YOUR GOAL: The answer must consist of every record below, transcribed exactly.
══ INFORMATION SHOWN
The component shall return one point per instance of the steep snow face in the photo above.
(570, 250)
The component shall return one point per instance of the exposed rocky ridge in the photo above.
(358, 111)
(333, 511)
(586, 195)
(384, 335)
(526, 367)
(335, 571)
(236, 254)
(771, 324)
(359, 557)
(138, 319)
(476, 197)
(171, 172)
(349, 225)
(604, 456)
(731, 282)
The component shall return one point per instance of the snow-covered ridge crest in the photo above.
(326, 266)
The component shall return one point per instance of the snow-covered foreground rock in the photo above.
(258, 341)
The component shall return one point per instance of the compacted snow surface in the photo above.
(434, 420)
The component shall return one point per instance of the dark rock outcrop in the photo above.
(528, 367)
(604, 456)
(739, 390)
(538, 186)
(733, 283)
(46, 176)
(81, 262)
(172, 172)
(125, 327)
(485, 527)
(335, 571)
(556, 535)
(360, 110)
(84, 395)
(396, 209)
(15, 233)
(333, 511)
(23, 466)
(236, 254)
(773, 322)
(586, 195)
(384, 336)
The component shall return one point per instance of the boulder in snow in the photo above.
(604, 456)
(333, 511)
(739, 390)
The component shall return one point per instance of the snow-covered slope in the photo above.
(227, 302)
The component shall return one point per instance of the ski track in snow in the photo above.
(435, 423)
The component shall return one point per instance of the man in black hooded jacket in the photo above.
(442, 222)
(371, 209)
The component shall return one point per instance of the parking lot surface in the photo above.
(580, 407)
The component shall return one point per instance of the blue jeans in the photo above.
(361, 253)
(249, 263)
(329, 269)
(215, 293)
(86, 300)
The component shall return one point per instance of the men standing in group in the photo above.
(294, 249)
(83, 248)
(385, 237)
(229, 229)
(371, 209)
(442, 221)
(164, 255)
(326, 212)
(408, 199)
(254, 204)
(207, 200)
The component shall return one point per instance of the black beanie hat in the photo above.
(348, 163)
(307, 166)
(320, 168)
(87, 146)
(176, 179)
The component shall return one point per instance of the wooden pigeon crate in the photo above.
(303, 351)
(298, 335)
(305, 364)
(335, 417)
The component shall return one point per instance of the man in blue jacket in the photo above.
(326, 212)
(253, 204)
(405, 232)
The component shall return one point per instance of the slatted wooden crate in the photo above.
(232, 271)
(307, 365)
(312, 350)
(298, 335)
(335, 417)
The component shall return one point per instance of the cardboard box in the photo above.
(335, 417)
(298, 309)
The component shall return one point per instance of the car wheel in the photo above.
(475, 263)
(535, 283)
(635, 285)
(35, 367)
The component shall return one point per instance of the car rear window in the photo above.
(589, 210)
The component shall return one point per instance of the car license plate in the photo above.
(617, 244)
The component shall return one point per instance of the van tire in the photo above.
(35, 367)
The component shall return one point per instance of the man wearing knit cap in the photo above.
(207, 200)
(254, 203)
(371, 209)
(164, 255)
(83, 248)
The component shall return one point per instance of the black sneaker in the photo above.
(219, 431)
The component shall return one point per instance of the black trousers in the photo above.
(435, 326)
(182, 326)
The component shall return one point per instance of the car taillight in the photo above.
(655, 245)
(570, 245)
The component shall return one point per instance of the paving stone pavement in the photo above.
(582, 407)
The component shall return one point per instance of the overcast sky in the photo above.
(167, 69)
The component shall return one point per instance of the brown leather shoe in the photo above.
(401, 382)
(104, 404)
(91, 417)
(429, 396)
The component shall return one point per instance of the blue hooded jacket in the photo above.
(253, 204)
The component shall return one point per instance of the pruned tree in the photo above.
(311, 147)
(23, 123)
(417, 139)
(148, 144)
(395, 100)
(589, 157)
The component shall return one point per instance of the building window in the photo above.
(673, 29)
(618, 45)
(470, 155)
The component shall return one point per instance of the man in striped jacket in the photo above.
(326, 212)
════
SOLVED PROBLEM:
The component shall return one point per instance of the steep snow face in the photo above.
(570, 250)
The component shall return one point per instance of the exposed rocky ridge in the photo above.
(358, 111)
(333, 511)
(586, 195)
(384, 335)
(526, 367)
(335, 571)
(236, 254)
(771, 324)
(359, 557)
(138, 319)
(476, 197)
(171, 172)
(349, 225)
(604, 456)
(731, 282)
The component shall return one point per instance of the snow-covered ridge crest in the photo above.
(326, 266)
The component shall return one point per instance of the snow-covered foreground rock in the photo above.
(258, 341)
The component shall return one point per instance of the compacted snow surface in the photo above.
(434, 420)
The component shall return one point per instance of the dark rock outcrop in the photo above.
(528, 367)
(604, 456)
(739, 390)
(538, 186)
(733, 283)
(46, 176)
(81, 262)
(172, 172)
(125, 327)
(485, 527)
(335, 571)
(556, 535)
(360, 110)
(84, 395)
(396, 209)
(15, 233)
(333, 511)
(23, 466)
(236, 254)
(773, 322)
(586, 195)
(384, 336)
The component shall return one point per instance of the boulder in snow in the photo above.
(604, 456)
(333, 511)
(739, 390)
The component shall return one point per instance of the snow-covered slope in the photo above.
(227, 302)
The component shall return one point per instance of the ski track in snow in the photo above.
(435, 423)
The component shall return one point per instance of the man in black hooded jacket in the photo above.
(442, 222)
(371, 209)
The component shall return one point per instance of the parking lot surface in the photo above.
(580, 407)
The component shall return one point per instance of the blue jeans in the photo above.
(361, 253)
(249, 263)
(329, 269)
(215, 293)
(86, 300)
The component shall return one point per instance of the men standing in group in the photo above.
(294, 249)
(83, 248)
(385, 237)
(229, 229)
(371, 209)
(442, 221)
(164, 255)
(326, 212)
(408, 199)
(254, 204)
(207, 200)
The component shall return one point per instance of the black beanie hat in the photo above.
(348, 163)
(307, 166)
(320, 168)
(87, 146)
(176, 179)
The component shall return one point per instance of the wooden pigeon crate in the photo above.
(303, 351)
(298, 335)
(305, 364)
(335, 417)
The component shall return one point per instance of the man in blue jacket in the photo above.
(326, 212)
(253, 204)
(405, 232)
The component shall return one point per instance of the slatted wooden crate in the photo above.
(232, 271)
(307, 365)
(312, 350)
(298, 335)
(335, 417)
The component shall return one point per instance of the cardboard box in the photo above.
(335, 417)
(298, 309)
The component shall return one point per instance of the car wheel in the photo above.
(475, 263)
(535, 283)
(635, 285)
(35, 367)
The component shall return one point per instance of the car rear window in the photo above.
(589, 210)
The component shall return one point per instance of the car license plate in the photo above.
(617, 244)
The component shall return one point per instance of the van tire in the photo above.
(35, 367)
The component shall return one point per instance of the man wearing knit cap in the photo above.
(207, 200)
(254, 203)
(371, 209)
(164, 255)
(83, 248)
The component shall return one point per instance of the black sneaker in the photo above.
(219, 431)
The component shall return one point per instance of the black trousers in the photo above.
(435, 326)
(182, 326)
The component shall return one point per instance of the car taillight in the photo above.
(655, 245)
(570, 245)
The component shall return one point per instance of the paving stone pavement in the photo above.
(582, 407)
The component shall return one point per instance of the overcast sky in the photo above.
(167, 69)
The component shall return one point per instance of the brown leather shoe in the photo above.
(401, 382)
(104, 404)
(91, 417)
(429, 396)
The component shall return one point per instance of the blue hooded jacket in the photo above.
(253, 204)
The component shall return one point per instance of the pruned tree in the photo above.
(311, 147)
(23, 123)
(417, 139)
(148, 144)
(395, 100)
(589, 157)
The component shall return one point per instance of the building window in the photo above.
(673, 29)
(618, 45)
(470, 155)
The component shall return one point per instance of the man in striped jacket in the photo above.
(326, 212)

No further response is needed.